[Records from a dataset]
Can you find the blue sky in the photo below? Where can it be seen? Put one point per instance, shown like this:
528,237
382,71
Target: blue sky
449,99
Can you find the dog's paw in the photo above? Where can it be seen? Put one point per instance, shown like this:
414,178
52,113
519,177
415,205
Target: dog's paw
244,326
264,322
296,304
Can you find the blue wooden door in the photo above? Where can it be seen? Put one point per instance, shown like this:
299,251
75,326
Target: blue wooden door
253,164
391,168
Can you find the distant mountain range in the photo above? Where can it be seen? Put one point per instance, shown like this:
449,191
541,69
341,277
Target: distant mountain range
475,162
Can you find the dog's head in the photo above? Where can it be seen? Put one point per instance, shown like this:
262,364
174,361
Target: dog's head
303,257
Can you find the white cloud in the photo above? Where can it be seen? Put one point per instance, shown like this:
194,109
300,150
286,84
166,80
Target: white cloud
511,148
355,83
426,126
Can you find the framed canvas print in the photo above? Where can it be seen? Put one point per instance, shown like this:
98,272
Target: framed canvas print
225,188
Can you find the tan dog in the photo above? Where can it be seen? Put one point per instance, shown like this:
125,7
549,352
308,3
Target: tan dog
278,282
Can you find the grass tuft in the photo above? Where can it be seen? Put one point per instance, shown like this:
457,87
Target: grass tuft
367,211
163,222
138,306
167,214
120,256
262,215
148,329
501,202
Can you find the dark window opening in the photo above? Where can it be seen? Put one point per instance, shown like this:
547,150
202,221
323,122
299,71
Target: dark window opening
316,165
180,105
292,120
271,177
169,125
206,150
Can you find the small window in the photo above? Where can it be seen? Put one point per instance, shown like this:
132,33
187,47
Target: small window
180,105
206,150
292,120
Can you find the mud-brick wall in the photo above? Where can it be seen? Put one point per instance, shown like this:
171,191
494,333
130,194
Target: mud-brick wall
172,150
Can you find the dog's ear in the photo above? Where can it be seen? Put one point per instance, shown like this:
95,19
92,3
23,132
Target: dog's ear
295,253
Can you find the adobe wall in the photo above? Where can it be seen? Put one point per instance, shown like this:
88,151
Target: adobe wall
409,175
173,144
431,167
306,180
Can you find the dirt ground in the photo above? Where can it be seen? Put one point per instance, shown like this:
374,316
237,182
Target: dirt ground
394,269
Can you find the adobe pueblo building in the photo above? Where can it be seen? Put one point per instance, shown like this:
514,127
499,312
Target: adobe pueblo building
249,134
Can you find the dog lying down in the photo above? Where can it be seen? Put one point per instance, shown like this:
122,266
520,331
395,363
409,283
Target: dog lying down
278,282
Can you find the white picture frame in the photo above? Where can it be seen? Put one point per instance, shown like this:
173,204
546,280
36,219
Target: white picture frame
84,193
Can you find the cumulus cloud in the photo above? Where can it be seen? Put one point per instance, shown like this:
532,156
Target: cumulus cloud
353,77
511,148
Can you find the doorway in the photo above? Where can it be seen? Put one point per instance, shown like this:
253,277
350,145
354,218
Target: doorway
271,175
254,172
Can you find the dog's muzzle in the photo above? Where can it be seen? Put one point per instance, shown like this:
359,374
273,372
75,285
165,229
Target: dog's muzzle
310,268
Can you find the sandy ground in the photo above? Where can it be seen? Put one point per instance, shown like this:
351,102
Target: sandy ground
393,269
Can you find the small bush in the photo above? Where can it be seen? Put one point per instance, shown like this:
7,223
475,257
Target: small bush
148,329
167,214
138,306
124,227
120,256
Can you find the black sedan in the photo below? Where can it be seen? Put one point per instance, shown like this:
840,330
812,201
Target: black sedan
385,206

...

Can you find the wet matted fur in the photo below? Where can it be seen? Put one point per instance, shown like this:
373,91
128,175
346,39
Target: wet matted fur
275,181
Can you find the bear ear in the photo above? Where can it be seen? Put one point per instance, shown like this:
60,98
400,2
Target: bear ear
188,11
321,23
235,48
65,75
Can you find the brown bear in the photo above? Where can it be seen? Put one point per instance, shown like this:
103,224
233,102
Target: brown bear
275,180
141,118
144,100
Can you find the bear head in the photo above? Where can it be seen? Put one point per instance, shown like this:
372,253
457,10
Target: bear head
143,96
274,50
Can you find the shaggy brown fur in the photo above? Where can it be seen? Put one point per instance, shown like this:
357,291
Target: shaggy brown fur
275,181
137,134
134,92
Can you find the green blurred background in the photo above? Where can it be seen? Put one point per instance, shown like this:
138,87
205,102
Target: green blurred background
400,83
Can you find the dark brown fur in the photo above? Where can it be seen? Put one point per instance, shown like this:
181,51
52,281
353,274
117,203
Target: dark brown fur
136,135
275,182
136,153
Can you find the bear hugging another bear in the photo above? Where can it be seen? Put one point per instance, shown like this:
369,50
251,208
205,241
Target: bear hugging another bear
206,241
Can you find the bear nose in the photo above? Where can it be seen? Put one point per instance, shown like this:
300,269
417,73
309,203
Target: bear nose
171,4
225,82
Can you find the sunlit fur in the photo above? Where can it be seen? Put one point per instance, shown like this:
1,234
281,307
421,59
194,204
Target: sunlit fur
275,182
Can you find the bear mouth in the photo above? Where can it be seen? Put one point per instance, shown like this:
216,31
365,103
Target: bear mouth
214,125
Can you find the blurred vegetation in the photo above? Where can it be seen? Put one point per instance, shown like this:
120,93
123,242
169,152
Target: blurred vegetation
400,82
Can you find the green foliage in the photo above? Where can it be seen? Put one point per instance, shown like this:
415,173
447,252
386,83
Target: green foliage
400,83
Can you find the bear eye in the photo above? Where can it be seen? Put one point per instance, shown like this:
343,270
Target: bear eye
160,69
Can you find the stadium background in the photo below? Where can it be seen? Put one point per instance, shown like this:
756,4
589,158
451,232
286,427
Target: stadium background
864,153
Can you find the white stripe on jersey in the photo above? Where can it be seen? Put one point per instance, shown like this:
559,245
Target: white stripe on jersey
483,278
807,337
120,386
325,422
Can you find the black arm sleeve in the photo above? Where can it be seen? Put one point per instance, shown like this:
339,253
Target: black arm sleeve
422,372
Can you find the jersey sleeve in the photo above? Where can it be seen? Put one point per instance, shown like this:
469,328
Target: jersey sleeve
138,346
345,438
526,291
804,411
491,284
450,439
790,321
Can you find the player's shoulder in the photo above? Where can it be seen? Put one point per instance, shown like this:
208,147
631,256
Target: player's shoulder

==

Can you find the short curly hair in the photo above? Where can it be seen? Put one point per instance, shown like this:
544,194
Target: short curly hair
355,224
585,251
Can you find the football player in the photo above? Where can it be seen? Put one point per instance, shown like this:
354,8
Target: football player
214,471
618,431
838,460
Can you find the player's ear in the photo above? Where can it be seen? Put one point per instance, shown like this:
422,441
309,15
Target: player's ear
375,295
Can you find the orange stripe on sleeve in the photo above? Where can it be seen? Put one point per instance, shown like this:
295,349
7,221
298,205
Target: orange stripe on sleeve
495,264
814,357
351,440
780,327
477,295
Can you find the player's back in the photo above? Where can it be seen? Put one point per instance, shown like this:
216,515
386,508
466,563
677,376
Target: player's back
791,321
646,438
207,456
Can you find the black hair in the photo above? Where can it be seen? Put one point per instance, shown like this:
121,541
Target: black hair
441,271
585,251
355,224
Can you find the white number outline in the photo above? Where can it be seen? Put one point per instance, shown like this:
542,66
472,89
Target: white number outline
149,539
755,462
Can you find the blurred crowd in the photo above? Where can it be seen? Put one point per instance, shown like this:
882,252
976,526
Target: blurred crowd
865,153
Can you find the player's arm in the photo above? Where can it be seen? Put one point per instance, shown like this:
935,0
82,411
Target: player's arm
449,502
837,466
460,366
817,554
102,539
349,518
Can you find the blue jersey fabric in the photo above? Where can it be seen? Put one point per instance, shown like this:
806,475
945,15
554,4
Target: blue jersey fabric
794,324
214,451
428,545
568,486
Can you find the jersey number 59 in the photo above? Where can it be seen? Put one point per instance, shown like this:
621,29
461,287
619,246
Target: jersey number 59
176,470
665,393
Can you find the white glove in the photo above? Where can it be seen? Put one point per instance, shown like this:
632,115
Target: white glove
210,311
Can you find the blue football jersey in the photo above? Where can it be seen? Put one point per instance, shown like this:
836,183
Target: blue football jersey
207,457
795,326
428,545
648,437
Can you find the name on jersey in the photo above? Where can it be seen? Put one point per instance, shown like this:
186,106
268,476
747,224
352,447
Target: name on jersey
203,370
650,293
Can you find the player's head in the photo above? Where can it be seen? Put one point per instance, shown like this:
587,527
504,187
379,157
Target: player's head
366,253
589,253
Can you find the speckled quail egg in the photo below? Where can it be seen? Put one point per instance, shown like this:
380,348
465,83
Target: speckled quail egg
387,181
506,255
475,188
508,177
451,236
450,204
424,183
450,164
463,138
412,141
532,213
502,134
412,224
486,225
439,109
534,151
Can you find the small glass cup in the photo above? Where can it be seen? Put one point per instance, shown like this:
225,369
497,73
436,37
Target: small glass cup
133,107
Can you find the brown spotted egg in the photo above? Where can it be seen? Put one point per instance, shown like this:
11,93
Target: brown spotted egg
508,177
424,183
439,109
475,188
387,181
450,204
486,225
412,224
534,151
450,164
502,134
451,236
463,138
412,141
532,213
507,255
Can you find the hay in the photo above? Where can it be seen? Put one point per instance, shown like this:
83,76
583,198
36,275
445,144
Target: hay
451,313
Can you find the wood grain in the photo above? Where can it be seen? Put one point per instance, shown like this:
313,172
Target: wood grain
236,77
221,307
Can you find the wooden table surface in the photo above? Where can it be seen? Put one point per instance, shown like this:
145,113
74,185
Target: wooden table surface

Set exercise >>
Write out the records again, from the line with "Can you find the bear mouth" up to and including the line with "Target: player's shoulder", with every request kept. Shift each answer point by adding 144 to both of its coordinates, and leave the sample points under the requests as they are.

Task output >>
Can you find the bear mouth in the photo above? Where can it be seen? Put one point per instance, shown like this:
216,31
365,103
Target: bear mouth
358,269
Can you find the blurred vegetation in the photo above? Where can it be seen? Put one point per instance, shown like this:
120,93
123,242
169,152
Target: blurred vegetation
544,226
Can you find the green foliage in the photo above? Where can it be seen? Put one point per instance, shown like this:
415,173
447,252
386,83
Target: green foliage
544,227
Can you find the bear eye in the photo above? Where can it be seen? Put one point per instance, shown like this:
343,270
Target: bear eye
304,213
Can you find the stadium background in the photo below? Where can it be seen? Put one point per instance, shown like this:
756,4
589,158
451,232
286,427
Target: stadium background
1008,297
Can you find the white stripe on jersey in the photo above? Where can it be seen? Put one point per instance, shown like this:
559,245
Target: white stripe on jersey
627,422
951,481
264,530
469,566
Can you find the black arm sleeve in the photo above? Where can it be seen? Put one point per instance, shown like this:
339,253
Target: black arm sleeve
566,516
Can you find the jersey sleeve in the photo above? Where can it be seen? Put one point per instance, shown like this:
469,328
Target: jersey sleeve
282,490
489,582
670,435
948,555
635,428
594,583
934,465
Can you find the player's shoulder in the photo above? Where can it be seen? Put one point per instance, shown like this:
208,147
631,256
Target: player's shoulder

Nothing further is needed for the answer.